▶ **EXERCISE PROMPT**: Once you reach the line containing "[locate] the baseball player" in the data below, restate each line word for word up to and including the one containing "[locate] the spectator wearing white".

▶ **GIVEN RECORDS**:
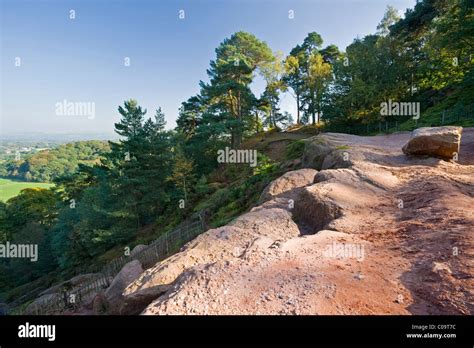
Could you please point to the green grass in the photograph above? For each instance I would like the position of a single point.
(10, 188)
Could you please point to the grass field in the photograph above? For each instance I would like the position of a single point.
(10, 188)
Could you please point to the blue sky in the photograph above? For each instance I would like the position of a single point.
(82, 60)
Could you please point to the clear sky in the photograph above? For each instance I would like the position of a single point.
(82, 59)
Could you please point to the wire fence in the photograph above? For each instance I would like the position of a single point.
(166, 245)
(394, 123)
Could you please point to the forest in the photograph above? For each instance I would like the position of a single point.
(124, 192)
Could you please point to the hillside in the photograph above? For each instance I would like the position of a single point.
(49, 164)
(354, 226)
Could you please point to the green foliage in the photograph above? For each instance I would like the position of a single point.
(295, 149)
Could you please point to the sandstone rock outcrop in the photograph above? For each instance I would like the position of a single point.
(113, 295)
(440, 142)
(284, 185)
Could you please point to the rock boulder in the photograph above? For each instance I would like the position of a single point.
(440, 142)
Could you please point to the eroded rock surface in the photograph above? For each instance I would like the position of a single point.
(372, 234)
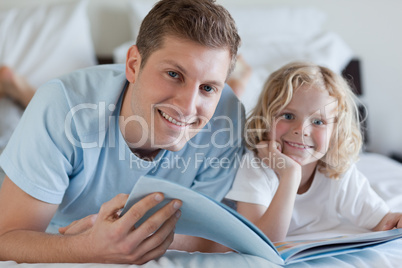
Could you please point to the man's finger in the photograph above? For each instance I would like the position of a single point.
(164, 220)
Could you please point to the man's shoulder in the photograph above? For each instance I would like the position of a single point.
(84, 95)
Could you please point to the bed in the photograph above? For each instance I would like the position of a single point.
(264, 48)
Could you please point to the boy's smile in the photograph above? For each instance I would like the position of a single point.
(173, 96)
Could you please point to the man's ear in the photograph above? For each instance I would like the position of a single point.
(133, 63)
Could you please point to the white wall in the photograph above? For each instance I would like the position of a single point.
(371, 28)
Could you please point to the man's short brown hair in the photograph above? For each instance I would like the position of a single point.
(201, 21)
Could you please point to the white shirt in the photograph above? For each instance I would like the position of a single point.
(327, 204)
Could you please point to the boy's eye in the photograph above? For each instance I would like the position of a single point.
(288, 116)
(207, 88)
(173, 74)
(318, 122)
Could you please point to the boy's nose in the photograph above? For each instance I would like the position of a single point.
(300, 129)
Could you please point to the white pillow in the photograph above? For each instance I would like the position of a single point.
(46, 41)
(42, 42)
(138, 10)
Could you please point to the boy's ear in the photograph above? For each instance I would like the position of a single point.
(133, 63)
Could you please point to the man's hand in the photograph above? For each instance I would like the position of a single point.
(115, 239)
(390, 221)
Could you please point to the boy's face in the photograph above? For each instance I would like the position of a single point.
(173, 96)
(305, 126)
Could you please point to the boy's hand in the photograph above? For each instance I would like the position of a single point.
(271, 153)
(114, 239)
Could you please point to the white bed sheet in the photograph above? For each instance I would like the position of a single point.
(384, 174)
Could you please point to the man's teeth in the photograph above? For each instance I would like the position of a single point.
(299, 145)
(172, 120)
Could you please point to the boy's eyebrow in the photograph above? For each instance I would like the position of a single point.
(183, 71)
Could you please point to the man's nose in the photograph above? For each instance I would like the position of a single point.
(187, 99)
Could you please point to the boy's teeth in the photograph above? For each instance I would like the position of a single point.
(172, 120)
(299, 146)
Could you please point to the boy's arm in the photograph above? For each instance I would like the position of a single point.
(390, 221)
(110, 239)
(275, 220)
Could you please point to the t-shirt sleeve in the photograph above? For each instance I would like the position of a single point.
(253, 183)
(358, 202)
(38, 156)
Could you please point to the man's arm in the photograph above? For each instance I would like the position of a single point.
(111, 239)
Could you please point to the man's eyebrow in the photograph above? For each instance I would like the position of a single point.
(177, 66)
(184, 72)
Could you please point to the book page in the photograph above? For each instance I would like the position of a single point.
(204, 217)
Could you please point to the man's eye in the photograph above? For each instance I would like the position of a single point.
(173, 74)
(318, 122)
(288, 116)
(207, 88)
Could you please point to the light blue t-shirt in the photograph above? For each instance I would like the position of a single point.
(68, 148)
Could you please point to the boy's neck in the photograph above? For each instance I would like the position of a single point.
(308, 172)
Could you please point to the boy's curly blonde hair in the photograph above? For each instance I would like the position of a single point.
(346, 139)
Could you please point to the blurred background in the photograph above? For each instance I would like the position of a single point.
(368, 28)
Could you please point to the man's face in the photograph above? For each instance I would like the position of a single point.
(173, 96)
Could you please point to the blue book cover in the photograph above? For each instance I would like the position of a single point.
(204, 217)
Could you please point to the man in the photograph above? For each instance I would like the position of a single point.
(87, 137)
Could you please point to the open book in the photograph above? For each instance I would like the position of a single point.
(204, 217)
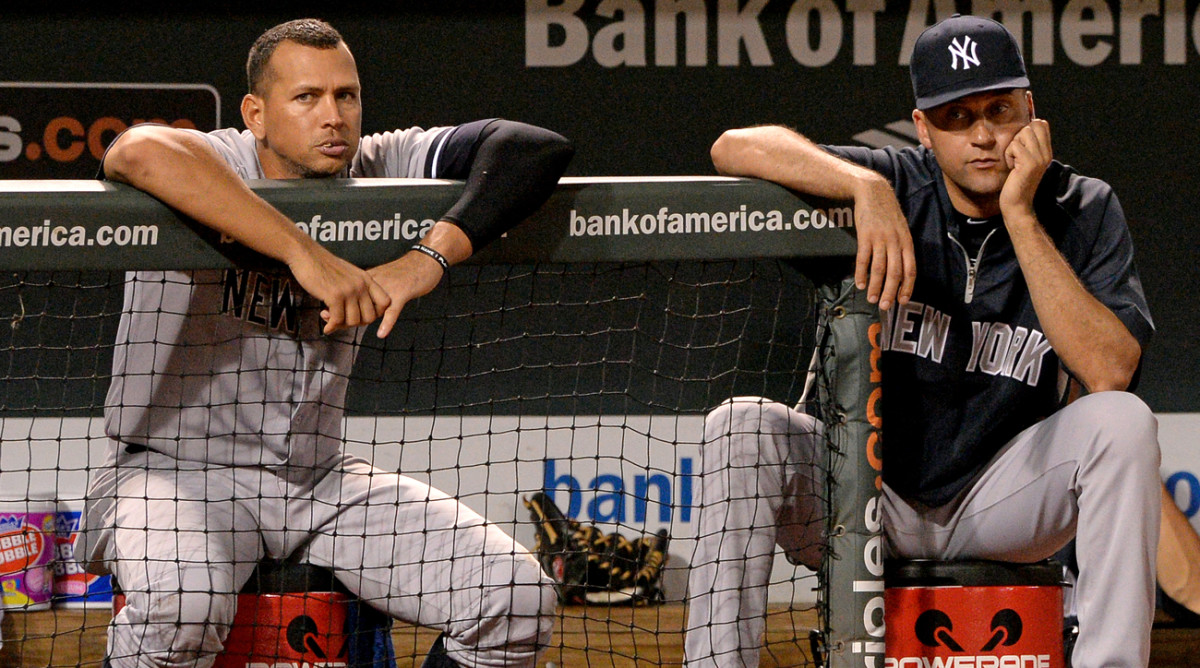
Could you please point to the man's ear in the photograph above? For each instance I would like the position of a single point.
(918, 119)
(252, 114)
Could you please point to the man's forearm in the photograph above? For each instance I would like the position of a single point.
(791, 160)
(186, 175)
(1089, 338)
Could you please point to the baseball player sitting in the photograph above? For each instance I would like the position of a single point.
(995, 268)
(225, 419)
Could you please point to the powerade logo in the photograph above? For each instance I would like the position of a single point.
(61, 130)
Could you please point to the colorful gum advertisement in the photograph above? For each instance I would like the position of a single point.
(27, 552)
(61, 130)
(73, 587)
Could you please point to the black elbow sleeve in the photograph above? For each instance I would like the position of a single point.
(515, 169)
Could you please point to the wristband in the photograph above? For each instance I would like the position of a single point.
(438, 257)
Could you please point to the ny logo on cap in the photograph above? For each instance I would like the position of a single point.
(960, 52)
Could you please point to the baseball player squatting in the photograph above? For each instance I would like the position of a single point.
(1005, 280)
(225, 419)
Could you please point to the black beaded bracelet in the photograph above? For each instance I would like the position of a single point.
(441, 259)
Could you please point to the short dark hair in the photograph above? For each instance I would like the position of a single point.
(305, 31)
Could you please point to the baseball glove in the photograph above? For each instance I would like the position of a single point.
(595, 567)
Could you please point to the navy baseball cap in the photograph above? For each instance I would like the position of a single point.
(963, 55)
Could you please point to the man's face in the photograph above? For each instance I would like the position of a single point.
(969, 137)
(309, 116)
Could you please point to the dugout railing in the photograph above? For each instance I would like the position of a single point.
(91, 226)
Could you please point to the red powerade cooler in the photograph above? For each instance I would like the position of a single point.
(983, 614)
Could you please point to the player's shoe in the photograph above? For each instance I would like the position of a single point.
(438, 657)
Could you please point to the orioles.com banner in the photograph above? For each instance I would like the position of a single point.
(60, 130)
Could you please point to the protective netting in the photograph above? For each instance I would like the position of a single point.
(585, 383)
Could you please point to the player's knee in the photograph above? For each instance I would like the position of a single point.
(190, 626)
(1126, 428)
(748, 431)
(528, 605)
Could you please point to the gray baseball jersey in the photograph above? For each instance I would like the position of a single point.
(193, 344)
(225, 417)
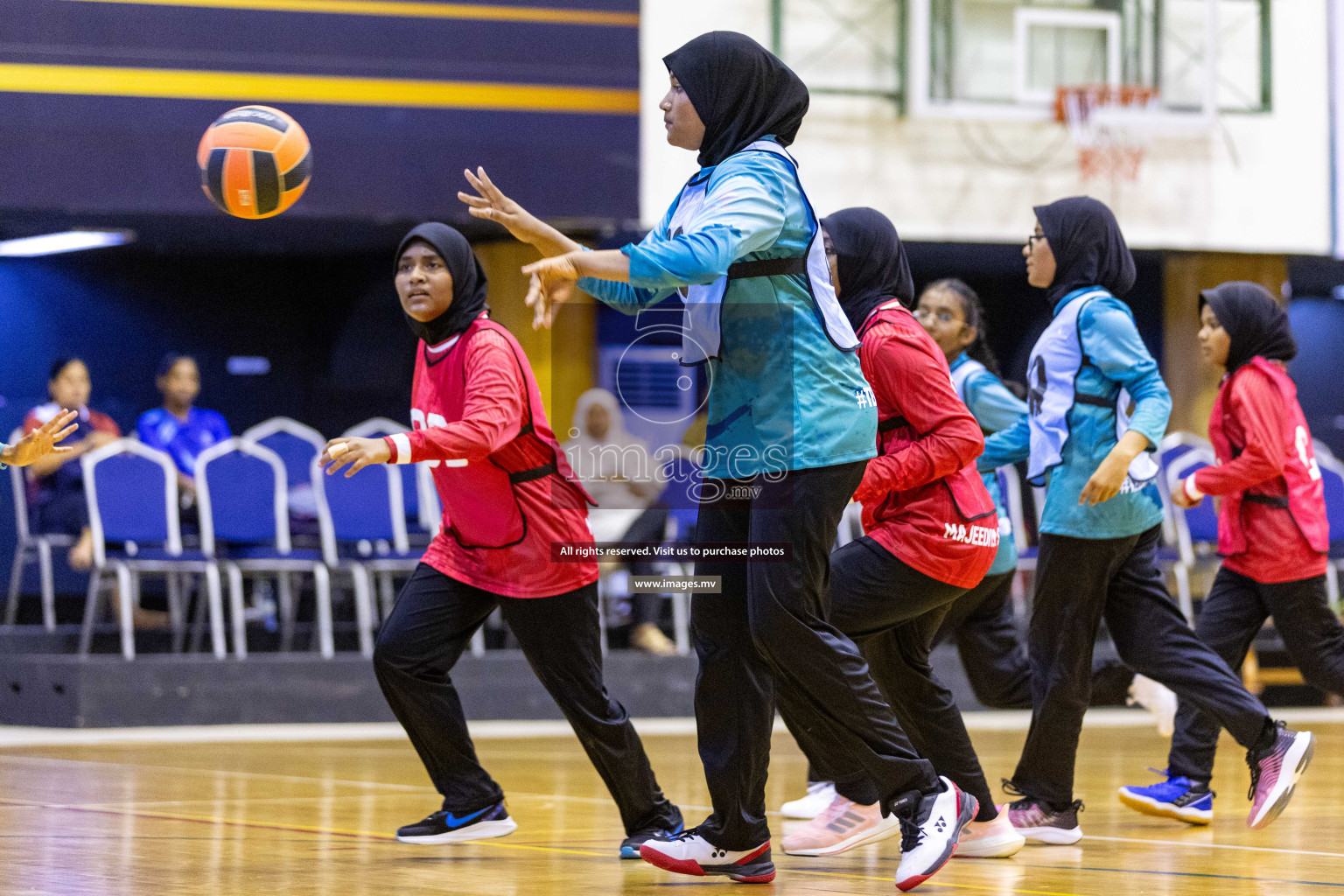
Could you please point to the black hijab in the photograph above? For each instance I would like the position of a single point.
(1253, 320)
(468, 281)
(741, 92)
(1088, 245)
(872, 261)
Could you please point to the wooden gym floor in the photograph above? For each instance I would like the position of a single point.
(318, 818)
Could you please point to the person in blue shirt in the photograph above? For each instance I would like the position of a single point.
(982, 622)
(792, 424)
(179, 429)
(1102, 524)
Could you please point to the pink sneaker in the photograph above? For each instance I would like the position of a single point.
(842, 826)
(1040, 823)
(1274, 774)
(990, 838)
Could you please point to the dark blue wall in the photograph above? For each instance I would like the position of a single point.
(98, 155)
(339, 348)
(1319, 367)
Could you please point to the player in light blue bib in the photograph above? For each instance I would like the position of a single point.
(1102, 520)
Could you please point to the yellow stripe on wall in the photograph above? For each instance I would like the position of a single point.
(405, 8)
(248, 87)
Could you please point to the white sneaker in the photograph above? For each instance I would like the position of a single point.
(844, 825)
(820, 794)
(1156, 699)
(930, 830)
(990, 838)
(689, 853)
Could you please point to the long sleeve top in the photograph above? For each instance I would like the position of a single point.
(782, 396)
(1115, 358)
(995, 409)
(910, 494)
(494, 410)
(1254, 421)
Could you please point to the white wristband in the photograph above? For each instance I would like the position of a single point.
(403, 448)
(1191, 489)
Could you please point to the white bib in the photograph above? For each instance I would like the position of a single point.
(702, 331)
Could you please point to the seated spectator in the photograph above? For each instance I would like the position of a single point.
(55, 486)
(178, 429)
(616, 469)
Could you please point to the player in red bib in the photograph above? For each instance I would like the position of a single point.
(1271, 534)
(508, 494)
(932, 535)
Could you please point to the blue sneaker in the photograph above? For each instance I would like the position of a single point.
(451, 828)
(631, 845)
(1175, 798)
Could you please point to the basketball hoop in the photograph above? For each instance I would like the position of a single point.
(1109, 125)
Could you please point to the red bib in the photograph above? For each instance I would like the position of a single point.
(480, 501)
(970, 497)
(1306, 492)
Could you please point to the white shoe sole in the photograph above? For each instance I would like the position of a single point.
(1051, 836)
(885, 830)
(998, 846)
(1298, 758)
(1150, 806)
(480, 830)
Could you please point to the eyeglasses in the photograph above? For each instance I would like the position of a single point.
(942, 315)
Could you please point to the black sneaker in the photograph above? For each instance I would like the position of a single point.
(631, 845)
(448, 828)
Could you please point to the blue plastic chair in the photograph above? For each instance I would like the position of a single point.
(363, 531)
(132, 494)
(32, 547)
(682, 496)
(242, 497)
(1170, 451)
(1196, 528)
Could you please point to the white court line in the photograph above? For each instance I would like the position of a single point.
(1181, 843)
(983, 720)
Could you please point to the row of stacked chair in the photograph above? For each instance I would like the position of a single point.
(243, 486)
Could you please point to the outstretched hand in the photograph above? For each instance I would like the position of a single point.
(356, 452)
(42, 441)
(1180, 497)
(553, 284)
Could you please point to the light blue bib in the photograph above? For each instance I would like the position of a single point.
(702, 333)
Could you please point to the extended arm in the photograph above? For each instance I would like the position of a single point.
(1112, 343)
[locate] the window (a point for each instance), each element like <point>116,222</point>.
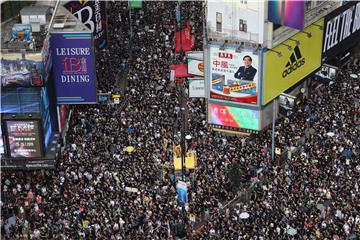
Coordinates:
<point>218,22</point>
<point>242,25</point>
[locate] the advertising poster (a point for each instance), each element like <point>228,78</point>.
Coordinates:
<point>74,77</point>
<point>19,72</point>
<point>196,67</point>
<point>181,189</point>
<point>289,13</point>
<point>282,72</point>
<point>235,20</point>
<point>62,116</point>
<point>234,76</point>
<point>24,138</point>
<point>341,30</point>
<point>196,87</point>
<point>2,149</point>
<point>233,118</point>
<point>46,57</point>
<point>93,15</point>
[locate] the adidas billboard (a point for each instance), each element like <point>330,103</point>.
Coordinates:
<point>295,62</point>
<point>284,67</point>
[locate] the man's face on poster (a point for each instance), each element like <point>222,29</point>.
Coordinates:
<point>247,62</point>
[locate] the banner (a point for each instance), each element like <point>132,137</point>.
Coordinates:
<point>93,15</point>
<point>24,138</point>
<point>282,72</point>
<point>233,118</point>
<point>341,30</point>
<point>196,87</point>
<point>19,72</point>
<point>75,72</point>
<point>289,13</point>
<point>181,189</point>
<point>234,75</point>
<point>196,67</point>
<point>2,149</point>
<point>135,3</point>
<point>62,116</point>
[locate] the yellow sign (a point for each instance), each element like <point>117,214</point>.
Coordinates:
<point>282,72</point>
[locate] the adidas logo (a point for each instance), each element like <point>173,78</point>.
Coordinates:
<point>296,61</point>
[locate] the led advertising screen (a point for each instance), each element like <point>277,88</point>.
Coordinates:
<point>24,138</point>
<point>233,117</point>
<point>75,72</point>
<point>234,76</point>
<point>2,149</point>
<point>341,30</point>
<point>290,13</point>
<point>17,71</point>
<point>93,15</point>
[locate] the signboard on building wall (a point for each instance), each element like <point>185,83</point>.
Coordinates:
<point>283,67</point>
<point>24,138</point>
<point>93,15</point>
<point>289,13</point>
<point>234,75</point>
<point>233,118</point>
<point>17,71</point>
<point>341,30</point>
<point>74,77</point>
<point>235,20</point>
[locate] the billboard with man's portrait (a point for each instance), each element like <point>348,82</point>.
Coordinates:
<point>234,75</point>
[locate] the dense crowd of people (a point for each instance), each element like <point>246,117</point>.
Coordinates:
<point>102,190</point>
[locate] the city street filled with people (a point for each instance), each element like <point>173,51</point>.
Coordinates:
<point>102,190</point>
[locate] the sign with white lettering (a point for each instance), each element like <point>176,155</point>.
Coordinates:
<point>74,74</point>
<point>24,138</point>
<point>93,15</point>
<point>341,30</point>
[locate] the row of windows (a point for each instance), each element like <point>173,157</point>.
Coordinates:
<point>242,23</point>
<point>11,9</point>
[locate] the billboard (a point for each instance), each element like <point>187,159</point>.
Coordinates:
<point>181,188</point>
<point>2,149</point>
<point>233,118</point>
<point>234,75</point>
<point>289,13</point>
<point>196,87</point>
<point>196,67</point>
<point>229,20</point>
<point>282,71</point>
<point>75,75</point>
<point>93,15</point>
<point>341,30</point>
<point>24,138</point>
<point>17,71</point>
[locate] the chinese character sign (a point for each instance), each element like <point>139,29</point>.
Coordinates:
<point>24,139</point>
<point>74,73</point>
<point>234,76</point>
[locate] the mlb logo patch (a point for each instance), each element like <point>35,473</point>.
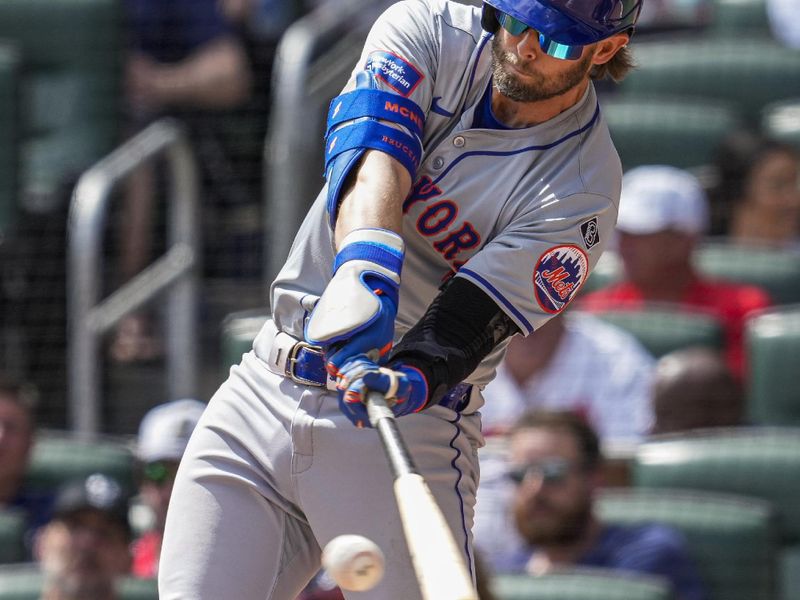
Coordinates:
<point>590,233</point>
<point>398,73</point>
<point>559,273</point>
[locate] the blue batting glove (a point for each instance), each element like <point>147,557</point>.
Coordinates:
<point>405,388</point>
<point>375,341</point>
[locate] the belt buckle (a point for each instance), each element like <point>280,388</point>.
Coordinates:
<point>292,360</point>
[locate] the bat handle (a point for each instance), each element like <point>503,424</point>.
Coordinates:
<point>377,408</point>
<point>382,419</point>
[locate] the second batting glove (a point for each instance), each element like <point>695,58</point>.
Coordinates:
<point>356,312</point>
<point>405,388</point>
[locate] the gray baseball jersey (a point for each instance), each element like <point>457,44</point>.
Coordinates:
<point>274,470</point>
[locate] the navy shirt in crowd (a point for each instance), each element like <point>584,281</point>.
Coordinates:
<point>649,549</point>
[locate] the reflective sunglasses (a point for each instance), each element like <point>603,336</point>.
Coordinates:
<point>549,46</point>
<point>550,471</point>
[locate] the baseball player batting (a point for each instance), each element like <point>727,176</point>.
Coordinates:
<point>471,185</point>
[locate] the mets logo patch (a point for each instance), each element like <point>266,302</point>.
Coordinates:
<point>559,273</point>
<point>590,233</point>
<point>401,75</point>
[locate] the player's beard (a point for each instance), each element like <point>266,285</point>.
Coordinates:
<point>538,86</point>
<point>554,525</point>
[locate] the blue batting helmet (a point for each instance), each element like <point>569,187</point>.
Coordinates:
<point>572,22</point>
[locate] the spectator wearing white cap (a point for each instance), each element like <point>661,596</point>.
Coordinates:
<point>84,550</point>
<point>663,213</point>
<point>163,435</point>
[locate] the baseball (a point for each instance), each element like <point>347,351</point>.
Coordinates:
<point>354,562</point>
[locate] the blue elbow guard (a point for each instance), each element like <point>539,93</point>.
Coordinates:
<point>352,128</point>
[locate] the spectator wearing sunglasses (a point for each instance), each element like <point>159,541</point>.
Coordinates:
<point>163,435</point>
<point>553,472</point>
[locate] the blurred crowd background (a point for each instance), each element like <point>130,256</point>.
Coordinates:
<point>679,358</point>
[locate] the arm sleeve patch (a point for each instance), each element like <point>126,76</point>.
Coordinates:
<point>346,145</point>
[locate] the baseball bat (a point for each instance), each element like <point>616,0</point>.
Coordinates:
<point>438,562</point>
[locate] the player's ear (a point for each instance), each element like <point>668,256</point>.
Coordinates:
<point>607,48</point>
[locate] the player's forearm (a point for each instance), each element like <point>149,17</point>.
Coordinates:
<point>216,76</point>
<point>375,196</point>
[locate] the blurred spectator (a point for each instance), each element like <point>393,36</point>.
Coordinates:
<point>663,213</point>
<point>757,194</point>
<point>574,362</point>
<point>163,435</point>
<point>783,21</point>
<point>694,388</point>
<point>17,431</point>
<point>83,550</point>
<point>554,472</point>
<point>185,61</point>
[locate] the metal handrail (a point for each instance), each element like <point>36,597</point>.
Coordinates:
<point>175,272</point>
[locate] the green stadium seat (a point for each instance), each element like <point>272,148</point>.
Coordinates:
<point>736,17</point>
<point>781,121</point>
<point>775,270</point>
<point>747,72</point>
<point>59,458</point>
<point>772,339</point>
<point>239,329</point>
<point>71,83</point>
<point>663,328</point>
<point>12,531</point>
<point>9,151</point>
<point>762,462</point>
<point>654,130</point>
<point>579,584</point>
<point>789,573</point>
<point>732,539</point>
<point>24,582</point>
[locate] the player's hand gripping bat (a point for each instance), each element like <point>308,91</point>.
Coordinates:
<point>438,563</point>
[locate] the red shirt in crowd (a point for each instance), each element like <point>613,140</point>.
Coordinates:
<point>731,302</point>
<point>145,552</point>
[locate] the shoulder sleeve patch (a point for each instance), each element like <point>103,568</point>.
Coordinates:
<point>398,73</point>
<point>590,233</point>
<point>558,275</point>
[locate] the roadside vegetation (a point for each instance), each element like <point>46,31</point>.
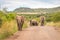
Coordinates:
<point>8,25</point>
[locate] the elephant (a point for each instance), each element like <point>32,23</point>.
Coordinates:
<point>42,19</point>
<point>33,23</point>
<point>20,22</point>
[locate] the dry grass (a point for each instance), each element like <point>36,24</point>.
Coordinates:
<point>7,29</point>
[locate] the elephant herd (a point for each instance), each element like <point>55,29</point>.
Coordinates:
<point>20,22</point>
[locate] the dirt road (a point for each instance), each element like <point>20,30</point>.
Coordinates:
<point>37,33</point>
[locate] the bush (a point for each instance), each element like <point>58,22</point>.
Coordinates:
<point>56,17</point>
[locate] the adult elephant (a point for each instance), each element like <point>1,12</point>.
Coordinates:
<point>33,23</point>
<point>42,19</point>
<point>20,22</point>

▶ **TASK OUTPUT**:
[locate] the baseball player batting (a point for each instance), each element like <point>727,176</point>.
Coordinates:
<point>471,185</point>
[locate] the mets logo patch (a point for each instance), each element like <point>266,302</point>.
Coordinates:
<point>559,273</point>
<point>590,233</point>
<point>401,75</point>
[locate] the player's beard (a point for each instance), each element like <point>266,285</point>.
Coordinates:
<point>538,86</point>
<point>554,525</point>
[locate] the blue batting helmet (a point for each instance), each element like <point>569,187</point>.
Coordinates:
<point>572,22</point>
[locate] the spectator wearing white cap (a point for each instance), each element like <point>661,596</point>.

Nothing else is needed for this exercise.